Goal of the exercise: Turn every line of the records below into a numbered list, skipping blank lines. Leave the pictures out.
◇ ◇ ◇ ◇ ◇ ◇ ◇
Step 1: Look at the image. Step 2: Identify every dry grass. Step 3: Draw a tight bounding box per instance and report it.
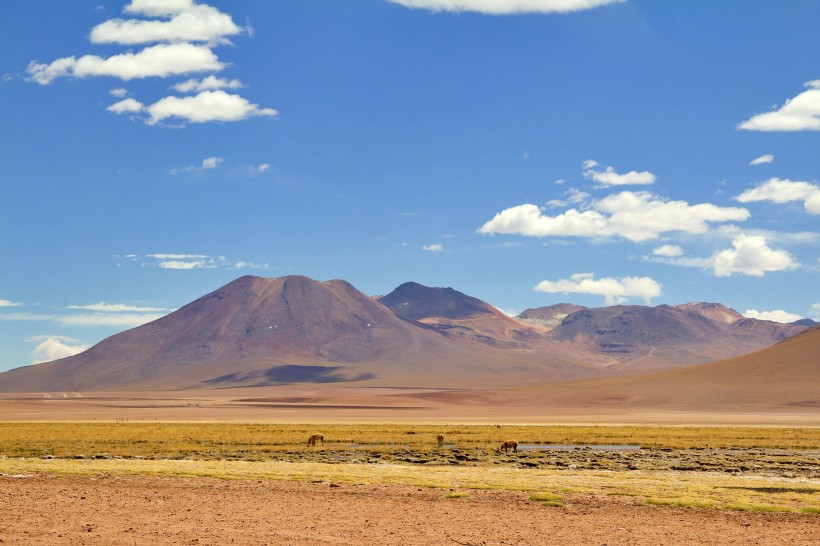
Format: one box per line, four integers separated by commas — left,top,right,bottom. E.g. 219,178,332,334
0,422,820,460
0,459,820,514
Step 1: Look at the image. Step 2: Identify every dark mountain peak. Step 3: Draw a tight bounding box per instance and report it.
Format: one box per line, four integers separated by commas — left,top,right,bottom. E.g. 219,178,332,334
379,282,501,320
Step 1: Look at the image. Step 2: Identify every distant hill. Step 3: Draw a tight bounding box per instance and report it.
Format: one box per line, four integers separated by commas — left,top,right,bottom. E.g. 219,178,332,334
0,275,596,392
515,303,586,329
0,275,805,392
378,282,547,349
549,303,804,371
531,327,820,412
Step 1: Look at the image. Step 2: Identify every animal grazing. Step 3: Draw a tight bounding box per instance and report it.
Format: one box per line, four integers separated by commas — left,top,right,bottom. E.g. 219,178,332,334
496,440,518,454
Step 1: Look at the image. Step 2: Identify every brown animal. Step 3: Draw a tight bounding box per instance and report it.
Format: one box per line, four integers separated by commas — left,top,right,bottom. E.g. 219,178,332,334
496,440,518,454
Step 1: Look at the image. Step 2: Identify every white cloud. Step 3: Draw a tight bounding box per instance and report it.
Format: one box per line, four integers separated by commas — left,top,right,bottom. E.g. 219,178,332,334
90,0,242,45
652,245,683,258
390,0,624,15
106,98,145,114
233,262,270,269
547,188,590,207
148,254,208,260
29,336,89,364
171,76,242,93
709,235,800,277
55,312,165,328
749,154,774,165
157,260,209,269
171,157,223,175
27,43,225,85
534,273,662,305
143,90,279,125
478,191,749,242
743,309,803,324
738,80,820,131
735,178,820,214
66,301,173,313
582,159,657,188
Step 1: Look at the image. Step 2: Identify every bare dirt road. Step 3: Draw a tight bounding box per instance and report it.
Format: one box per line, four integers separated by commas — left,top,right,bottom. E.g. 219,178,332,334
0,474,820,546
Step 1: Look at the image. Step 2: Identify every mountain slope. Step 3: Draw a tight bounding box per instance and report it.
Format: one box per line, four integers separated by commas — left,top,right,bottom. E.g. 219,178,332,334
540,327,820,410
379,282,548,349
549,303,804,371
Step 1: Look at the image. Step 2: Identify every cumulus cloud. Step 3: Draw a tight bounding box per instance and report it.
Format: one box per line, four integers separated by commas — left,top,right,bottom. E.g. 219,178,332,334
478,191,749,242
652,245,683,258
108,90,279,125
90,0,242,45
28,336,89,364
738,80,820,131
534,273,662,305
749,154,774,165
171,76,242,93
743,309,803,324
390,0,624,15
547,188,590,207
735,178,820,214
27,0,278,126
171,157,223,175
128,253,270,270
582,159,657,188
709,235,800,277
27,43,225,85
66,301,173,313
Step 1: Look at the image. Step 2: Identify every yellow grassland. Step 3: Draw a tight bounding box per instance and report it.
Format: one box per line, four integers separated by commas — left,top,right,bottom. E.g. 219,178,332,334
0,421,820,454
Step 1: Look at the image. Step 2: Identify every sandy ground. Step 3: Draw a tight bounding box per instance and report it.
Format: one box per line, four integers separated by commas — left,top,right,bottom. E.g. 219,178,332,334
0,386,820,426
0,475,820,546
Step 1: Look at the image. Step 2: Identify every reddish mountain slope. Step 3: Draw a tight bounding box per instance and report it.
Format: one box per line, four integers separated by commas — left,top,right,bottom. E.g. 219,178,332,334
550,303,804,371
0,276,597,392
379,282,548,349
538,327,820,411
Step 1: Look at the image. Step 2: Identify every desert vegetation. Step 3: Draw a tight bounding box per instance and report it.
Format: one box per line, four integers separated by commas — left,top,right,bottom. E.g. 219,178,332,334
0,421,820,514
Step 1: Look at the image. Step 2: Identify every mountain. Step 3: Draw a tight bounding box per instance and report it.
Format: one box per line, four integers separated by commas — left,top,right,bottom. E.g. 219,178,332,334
◇ ◇ ◇ ◇ ◇ ◇ ◇
Result of this exercise:
1. Step 1: Look at the image. Step 2: Identify every dry grass. Step 3: Draw a tight bounding box per instance and report it.
2. Format: one box per line, four integers separated by commas — left,top,right,bottom. E.g. 219,178,332,334
3. 0,422,820,460
4. 0,459,820,514
5. Step 1: Look at the image. Step 2: Identify every dark mountain peak. Step 3: Draw a tight bounding box per instance and report it.
6. Format: one box per line, four integers separated by commas — left,top,right,bottom. E.g. 219,178,332,334
7. 379,282,501,320
8. Step 1: Look at the image. Step 2: Identify every distant hill. Step 3: Draw a tight bounding box per instance and report it.
9. Format: one box per line, four integers separated by commas — left,top,right,bottom. E.g. 219,178,332,334
10. 0,275,596,392
11. 515,303,586,329
12. 0,275,805,392
13. 378,282,547,349
14. 549,303,804,371
15. 531,327,820,412
16. Step 1: Look at the image. Step 2: Identify every animal grazing. Step 3: Draw a tight bounding box per instance and report it.
17. Format: one box per line, four integers separated by commas — left,top,right,bottom. E.g. 219,178,332,334
18. 496,440,518,454
19. Step 1: Look at the image. Step 2: Identify every brown animal. Step 3: Draw a tight bounding box per instance and report it.
20. Format: one box per line, four integers separated by commas — left,top,right,bottom. E.g. 219,178,332,334
21. 496,440,518,454
22. Step 1: Look at the image. Step 2: Identify every white cloud. Step 3: Draw a tight bounding box per instance and report it.
23. Format: one box per line, four integers separated by commas — left,top,right,bottom. E.g. 219,178,332,334
24. 90,0,242,45
25. 652,245,683,258
26. 390,0,624,15
27. 106,98,145,114
28. 233,262,270,269
29. 547,188,590,207
30. 148,254,208,260
31. 29,336,89,364
32. 171,76,242,93
33. 709,235,800,277
34. 55,312,165,328
35. 749,154,774,165
36. 157,260,209,269
37. 171,157,223,175
38. 27,43,225,85
39. 534,273,662,305
40. 143,90,279,125
41. 478,191,749,242
42. 743,309,803,324
43. 738,80,820,131
44. 735,178,820,214
45. 66,301,173,313
46. 582,159,657,188
47. Step 1: Look at the image. Step 2: Identify every bare dirt road. Step 3: Draw a tight bounding box per instance and report it.
48. Format: one box per line, four integers separated by commas — left,top,right,bottom. E.g. 219,178,332,334
49. 0,474,820,546
50. Step 1: Look at the image. Step 2: Identify every mountain slope. Step 3: Draw a tight bounding box per instance and report it.
51. Format: one box per line, four integers separated by commas — left,top,right,bottom. E.g. 219,178,332,334
52. 540,327,820,410
53. 379,282,548,349
54. 549,303,804,371
55. Step 1: Look at the image. Step 2: Identify every cumulus cloud. Step 3: Draw a tight bounding box per instance and report it.
56. Format: one box per line, four integers separated by commas — left,top,right,bottom. E.g. 219,178,332,334
57. 478,191,749,242
58. 652,245,683,258
59. 108,90,279,125
60. 90,0,242,45
61. 28,336,89,364
62. 738,80,820,131
63. 534,273,662,305
64. 749,154,774,165
65. 171,76,242,93
66. 743,309,803,324
67. 390,0,624,15
68. 547,188,590,207
69. 735,178,820,214
70. 27,0,278,126
71. 171,157,223,175
72. 128,253,270,270
73. 582,159,657,188
74. 709,235,800,277
75. 27,43,225,85
76. 66,301,173,313
77. Step 1: Look at the image. Step 2: Identify every yellow grassland. Step 3: Draw a tight bounding box per instance and report it.
78. Format: one box per line, four integers separated by commas — left,top,right,bottom. E.g. 219,178,332,334
79. 0,421,820,454
80. Step 1: Look at the image. Step 2: Identify every sandy ground. Step 3: Draw a tight bounding box per instance and report it.
81. Format: one box per line, four integers separated by commas — left,top,right,bottom. E.g. 219,178,332,334
82. 0,386,820,426
83. 0,475,820,546
84. Step 1: Look at the image. Step 2: Identify every reddish mountain slope. Step 3: Draw a tight bounding box per instance and report it.
85. Format: one box per line, four integers separated by commas — left,top,right,bottom. E.g. 219,178,332,334
86. 550,303,804,371
87. 0,276,597,392
88. 379,282,548,349
89. 538,327,820,411
90. Step 1: Look at the image. Step 2: Identify every desert vegetation. Step 3: Draw a tight bounding box per instance and report it.
91. Format: one box per line, four integers separated by commas — left,top,right,bottom. E.g. 219,178,332,334
92. 0,421,820,514
93. Step 1: Look at the image. Step 2: Identify every mountain. Step 3: Draw a tight bounding box per instance and report it.
94. Format: one box per line, four integers separated by commas — left,top,right,bottom. E.g. 219,178,332,334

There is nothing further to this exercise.